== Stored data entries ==
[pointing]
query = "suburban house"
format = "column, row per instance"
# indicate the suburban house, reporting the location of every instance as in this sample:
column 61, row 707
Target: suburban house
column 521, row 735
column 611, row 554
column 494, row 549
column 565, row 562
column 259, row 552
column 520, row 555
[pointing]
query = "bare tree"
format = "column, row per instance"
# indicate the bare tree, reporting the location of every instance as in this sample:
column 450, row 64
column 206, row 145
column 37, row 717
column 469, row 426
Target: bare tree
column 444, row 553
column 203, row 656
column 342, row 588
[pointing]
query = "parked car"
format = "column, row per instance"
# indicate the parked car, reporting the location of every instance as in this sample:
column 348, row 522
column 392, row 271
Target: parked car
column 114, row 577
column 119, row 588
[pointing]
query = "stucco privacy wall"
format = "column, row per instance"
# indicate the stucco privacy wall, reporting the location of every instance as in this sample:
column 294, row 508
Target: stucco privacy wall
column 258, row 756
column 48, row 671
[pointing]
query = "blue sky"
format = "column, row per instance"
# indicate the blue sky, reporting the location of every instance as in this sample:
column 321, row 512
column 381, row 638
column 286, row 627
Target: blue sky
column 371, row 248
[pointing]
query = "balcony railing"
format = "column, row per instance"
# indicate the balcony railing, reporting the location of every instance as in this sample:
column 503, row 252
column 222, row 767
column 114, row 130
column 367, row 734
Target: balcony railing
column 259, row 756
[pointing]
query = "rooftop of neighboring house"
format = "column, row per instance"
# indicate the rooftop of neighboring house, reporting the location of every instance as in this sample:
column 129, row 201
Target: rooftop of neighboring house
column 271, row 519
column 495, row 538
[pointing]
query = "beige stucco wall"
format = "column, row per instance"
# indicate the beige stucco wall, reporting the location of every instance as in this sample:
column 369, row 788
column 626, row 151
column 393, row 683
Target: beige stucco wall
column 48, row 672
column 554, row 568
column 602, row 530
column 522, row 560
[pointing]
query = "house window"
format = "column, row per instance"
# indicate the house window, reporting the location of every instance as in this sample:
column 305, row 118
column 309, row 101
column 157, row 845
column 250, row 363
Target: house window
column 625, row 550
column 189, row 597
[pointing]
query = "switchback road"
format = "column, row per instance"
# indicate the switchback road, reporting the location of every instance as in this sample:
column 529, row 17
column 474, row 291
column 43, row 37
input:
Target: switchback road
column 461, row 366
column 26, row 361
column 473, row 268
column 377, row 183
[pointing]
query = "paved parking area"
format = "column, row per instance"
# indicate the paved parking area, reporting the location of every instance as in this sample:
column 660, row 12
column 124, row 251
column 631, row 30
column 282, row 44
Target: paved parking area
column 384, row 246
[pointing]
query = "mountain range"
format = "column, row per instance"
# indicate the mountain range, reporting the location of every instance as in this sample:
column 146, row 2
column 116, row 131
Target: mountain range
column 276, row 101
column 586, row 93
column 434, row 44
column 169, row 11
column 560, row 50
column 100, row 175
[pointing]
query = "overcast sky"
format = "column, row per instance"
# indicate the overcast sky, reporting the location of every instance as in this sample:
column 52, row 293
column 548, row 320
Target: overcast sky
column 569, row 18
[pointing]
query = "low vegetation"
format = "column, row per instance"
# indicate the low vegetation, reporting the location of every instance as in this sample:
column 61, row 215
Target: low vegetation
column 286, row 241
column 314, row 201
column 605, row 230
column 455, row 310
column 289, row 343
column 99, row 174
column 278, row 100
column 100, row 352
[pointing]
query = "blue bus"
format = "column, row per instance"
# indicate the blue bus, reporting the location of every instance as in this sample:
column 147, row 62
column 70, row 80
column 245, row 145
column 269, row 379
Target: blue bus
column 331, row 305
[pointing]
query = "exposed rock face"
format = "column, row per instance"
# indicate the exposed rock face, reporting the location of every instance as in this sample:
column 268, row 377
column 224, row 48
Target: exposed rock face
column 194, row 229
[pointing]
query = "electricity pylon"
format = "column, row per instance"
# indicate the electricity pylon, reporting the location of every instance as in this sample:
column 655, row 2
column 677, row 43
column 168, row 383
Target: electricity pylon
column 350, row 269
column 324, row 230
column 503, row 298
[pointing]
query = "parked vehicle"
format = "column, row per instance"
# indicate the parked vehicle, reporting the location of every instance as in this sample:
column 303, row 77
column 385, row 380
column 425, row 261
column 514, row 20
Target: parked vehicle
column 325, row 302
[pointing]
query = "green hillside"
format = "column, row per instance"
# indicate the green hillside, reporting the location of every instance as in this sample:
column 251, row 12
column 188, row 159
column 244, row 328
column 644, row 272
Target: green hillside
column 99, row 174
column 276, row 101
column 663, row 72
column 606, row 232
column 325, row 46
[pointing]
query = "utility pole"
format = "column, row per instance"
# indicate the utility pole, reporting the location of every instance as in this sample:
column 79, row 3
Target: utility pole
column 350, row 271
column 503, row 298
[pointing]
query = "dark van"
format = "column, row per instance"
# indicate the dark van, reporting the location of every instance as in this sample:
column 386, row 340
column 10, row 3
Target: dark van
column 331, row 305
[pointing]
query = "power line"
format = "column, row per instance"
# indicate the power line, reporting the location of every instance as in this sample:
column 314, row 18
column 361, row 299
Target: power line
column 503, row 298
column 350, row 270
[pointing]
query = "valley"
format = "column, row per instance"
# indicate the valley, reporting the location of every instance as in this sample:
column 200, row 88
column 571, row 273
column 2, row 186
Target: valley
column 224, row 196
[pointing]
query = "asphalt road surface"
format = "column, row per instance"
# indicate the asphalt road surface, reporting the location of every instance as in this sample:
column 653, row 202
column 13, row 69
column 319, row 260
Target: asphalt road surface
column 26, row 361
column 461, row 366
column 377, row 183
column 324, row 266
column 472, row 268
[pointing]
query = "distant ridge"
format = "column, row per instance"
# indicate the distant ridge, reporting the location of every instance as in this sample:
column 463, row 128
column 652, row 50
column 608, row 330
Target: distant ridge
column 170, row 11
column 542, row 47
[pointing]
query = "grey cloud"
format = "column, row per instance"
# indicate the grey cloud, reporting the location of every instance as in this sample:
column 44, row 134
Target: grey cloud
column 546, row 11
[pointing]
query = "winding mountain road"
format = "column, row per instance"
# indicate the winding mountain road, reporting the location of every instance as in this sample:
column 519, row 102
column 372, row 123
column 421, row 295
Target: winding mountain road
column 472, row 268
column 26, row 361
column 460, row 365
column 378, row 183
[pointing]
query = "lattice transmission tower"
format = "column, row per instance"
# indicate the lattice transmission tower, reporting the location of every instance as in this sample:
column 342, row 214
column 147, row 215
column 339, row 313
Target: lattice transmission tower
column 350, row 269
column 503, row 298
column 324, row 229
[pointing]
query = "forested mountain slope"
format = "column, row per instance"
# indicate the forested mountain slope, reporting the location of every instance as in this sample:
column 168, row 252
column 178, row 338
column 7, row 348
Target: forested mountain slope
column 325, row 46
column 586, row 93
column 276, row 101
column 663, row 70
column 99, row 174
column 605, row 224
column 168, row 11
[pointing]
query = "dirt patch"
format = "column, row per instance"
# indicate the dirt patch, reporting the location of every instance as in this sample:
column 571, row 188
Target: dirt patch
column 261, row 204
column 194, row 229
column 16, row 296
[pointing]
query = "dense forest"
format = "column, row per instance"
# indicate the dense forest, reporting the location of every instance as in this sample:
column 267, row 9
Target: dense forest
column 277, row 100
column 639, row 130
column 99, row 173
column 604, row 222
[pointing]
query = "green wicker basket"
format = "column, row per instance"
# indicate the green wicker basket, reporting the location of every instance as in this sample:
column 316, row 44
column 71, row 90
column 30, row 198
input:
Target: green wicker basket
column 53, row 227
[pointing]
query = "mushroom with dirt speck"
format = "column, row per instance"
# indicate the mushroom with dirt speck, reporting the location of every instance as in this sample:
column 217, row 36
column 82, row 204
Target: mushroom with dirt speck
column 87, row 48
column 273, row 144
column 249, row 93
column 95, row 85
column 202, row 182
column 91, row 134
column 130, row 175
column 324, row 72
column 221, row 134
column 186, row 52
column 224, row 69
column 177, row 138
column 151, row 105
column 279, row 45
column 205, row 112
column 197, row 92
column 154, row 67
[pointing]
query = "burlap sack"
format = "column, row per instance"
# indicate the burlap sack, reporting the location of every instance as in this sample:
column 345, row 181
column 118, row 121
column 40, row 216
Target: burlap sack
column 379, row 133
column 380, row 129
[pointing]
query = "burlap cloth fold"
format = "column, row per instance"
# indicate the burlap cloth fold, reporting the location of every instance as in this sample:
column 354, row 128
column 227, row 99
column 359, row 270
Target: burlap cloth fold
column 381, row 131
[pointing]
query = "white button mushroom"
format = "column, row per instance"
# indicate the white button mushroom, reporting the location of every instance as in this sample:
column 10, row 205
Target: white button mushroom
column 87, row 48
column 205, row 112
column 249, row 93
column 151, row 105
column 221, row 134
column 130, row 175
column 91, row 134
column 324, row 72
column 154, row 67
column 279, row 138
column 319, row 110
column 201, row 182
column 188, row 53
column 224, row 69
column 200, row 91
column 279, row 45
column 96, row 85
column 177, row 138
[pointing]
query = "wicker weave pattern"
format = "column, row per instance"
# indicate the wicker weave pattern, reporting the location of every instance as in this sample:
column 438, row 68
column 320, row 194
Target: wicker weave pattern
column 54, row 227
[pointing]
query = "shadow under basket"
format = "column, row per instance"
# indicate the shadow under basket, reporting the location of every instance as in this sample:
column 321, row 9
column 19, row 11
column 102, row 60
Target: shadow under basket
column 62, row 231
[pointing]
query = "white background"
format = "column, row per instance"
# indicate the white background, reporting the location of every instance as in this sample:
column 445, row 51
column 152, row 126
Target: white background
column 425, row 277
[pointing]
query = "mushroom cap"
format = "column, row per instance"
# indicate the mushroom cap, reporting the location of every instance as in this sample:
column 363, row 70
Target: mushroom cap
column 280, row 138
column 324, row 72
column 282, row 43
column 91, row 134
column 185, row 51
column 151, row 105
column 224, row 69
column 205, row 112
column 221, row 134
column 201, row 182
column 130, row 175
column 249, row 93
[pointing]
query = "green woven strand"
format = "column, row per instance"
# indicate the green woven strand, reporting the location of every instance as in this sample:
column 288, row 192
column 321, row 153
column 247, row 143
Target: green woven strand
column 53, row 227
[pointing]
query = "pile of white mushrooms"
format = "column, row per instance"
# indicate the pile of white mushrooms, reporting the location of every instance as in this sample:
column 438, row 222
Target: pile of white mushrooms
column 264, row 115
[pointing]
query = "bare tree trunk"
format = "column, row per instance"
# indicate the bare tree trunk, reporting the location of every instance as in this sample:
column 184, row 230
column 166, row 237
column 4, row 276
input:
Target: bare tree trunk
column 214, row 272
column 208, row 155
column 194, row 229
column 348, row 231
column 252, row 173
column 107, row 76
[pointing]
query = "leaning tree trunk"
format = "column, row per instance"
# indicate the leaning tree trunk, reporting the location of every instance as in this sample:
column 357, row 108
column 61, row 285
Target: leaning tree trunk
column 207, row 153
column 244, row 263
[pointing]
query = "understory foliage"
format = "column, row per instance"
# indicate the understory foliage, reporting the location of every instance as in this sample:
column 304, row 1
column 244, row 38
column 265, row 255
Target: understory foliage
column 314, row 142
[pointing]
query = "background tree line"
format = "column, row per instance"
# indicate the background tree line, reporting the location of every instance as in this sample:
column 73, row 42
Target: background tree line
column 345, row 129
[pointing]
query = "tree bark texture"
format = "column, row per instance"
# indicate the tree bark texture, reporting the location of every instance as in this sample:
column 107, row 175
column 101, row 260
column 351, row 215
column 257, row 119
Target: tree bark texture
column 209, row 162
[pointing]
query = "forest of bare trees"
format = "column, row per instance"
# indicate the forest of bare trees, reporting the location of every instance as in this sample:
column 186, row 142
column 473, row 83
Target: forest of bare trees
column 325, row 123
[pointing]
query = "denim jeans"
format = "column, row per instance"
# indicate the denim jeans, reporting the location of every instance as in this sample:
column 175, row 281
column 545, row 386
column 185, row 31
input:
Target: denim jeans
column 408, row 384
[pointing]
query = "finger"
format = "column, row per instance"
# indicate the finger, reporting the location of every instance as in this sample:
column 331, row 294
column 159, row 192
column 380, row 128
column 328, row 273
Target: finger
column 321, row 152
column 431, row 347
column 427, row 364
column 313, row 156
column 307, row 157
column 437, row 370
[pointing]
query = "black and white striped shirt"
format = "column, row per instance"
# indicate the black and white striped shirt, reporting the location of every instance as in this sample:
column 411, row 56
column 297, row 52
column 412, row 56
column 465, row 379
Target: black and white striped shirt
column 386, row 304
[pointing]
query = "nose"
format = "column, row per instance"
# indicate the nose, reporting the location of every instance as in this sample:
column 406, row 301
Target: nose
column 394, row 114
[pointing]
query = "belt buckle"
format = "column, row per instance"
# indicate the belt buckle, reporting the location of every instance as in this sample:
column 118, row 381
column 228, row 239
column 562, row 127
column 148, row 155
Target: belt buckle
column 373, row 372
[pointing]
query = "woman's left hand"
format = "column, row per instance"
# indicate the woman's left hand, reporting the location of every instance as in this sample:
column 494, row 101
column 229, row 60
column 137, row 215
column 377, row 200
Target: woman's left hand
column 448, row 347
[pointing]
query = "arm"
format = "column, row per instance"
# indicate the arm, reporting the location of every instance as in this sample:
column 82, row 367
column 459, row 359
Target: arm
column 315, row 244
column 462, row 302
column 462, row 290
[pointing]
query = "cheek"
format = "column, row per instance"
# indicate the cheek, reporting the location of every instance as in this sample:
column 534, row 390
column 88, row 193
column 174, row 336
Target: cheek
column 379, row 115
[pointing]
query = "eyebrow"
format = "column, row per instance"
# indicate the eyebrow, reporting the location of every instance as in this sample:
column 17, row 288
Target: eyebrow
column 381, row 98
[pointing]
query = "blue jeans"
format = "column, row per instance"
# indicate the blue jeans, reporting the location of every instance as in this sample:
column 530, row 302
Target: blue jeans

== TASK BRIEF ==
Quote, word for word, the portion of the records that begins at the first line and ends with the line containing "column 494, row 549", including both of those lines.

== SOLUTION FOR THIS TASK ==
[pointing]
query = "suburban house"
format = "column, row per instance"
# indicate the suburban house, reporting the location of every instance as in this sample:
column 61, row 707
Target: suburban house
column 521, row 735
column 611, row 554
column 494, row 549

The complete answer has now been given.